[Object location annotation data]

________________________________________

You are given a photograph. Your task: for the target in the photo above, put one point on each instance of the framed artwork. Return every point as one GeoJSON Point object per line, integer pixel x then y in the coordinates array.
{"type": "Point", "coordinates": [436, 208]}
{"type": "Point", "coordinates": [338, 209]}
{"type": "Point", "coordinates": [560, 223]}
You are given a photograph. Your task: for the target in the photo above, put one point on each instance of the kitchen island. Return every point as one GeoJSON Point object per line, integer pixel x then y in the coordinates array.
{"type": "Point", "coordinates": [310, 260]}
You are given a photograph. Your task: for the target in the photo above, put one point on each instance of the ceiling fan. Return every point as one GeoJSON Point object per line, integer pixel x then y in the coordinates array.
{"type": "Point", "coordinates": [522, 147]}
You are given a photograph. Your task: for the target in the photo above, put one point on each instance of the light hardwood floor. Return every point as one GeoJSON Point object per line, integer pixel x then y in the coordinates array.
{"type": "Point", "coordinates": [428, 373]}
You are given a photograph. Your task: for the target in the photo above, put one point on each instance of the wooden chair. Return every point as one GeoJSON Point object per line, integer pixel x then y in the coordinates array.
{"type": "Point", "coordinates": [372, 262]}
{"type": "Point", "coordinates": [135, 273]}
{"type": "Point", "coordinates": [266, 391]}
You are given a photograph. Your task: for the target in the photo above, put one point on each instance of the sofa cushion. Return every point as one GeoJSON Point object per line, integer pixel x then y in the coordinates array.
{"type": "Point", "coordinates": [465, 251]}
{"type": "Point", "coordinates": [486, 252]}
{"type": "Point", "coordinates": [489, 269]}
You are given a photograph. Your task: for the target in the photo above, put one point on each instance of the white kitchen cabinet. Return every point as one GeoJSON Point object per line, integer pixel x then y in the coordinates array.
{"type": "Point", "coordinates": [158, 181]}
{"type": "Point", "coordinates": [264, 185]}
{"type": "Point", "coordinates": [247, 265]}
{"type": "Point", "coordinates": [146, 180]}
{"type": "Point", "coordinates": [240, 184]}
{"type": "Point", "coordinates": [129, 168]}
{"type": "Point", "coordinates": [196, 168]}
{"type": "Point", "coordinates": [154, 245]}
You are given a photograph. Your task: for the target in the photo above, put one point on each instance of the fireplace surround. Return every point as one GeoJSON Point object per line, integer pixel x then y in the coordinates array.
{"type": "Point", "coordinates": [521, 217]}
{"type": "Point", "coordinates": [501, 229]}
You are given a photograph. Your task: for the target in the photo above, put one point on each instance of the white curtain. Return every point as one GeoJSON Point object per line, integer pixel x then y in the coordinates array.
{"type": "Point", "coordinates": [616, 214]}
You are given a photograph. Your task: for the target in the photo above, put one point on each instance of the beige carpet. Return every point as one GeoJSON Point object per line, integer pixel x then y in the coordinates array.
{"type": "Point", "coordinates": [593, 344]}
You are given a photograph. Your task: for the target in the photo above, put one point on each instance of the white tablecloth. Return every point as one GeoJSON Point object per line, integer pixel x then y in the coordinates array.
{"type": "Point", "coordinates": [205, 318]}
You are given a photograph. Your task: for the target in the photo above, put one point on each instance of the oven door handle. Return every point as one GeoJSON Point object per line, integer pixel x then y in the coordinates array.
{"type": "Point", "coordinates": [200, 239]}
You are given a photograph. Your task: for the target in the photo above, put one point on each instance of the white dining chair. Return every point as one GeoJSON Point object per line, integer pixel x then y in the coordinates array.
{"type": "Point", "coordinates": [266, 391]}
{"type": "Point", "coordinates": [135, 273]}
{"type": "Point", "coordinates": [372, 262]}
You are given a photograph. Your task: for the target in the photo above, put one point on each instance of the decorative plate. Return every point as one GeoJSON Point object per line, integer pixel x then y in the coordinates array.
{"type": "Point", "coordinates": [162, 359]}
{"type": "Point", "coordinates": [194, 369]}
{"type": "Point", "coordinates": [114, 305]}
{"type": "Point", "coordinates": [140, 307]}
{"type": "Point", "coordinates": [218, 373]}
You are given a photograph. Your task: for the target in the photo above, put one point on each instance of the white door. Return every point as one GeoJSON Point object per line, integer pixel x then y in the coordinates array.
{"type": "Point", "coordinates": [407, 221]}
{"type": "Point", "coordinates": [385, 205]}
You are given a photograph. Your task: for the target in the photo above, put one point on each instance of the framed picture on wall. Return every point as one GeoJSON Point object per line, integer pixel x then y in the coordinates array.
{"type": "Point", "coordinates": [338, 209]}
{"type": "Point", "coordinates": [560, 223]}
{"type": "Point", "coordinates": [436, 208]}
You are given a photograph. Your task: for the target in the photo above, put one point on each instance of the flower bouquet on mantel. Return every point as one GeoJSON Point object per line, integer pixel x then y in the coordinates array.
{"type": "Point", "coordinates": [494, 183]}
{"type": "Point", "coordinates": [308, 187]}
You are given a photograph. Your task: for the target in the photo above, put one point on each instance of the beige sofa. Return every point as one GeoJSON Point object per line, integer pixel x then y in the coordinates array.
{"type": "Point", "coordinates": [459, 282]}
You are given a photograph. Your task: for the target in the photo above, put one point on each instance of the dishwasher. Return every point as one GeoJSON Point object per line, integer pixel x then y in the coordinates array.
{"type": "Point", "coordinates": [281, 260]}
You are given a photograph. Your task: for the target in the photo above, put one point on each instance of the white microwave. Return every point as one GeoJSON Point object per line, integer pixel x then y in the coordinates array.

________________________________________

**PROBLEM STATEMENT:** Copy out the lines starting at the one containing "of the dishwasher." and ending with the last line of the entries. Include nothing else.

**OUTPUT FOR THIS TASK:**
You are given a photograph. Your task: for the target in the photo above, put one point on each instance of the dishwasher. Return every point as one GeoJSON Point object per line, integer pixel x then y in the coordinates array.
{"type": "Point", "coordinates": [281, 260]}
You are given a photograph. Your task: for the target in the photo above, put one point on each instance of the white microwave. Return every point as one GeoJSON Point object per line, integer pixel x then y in the coordinates array.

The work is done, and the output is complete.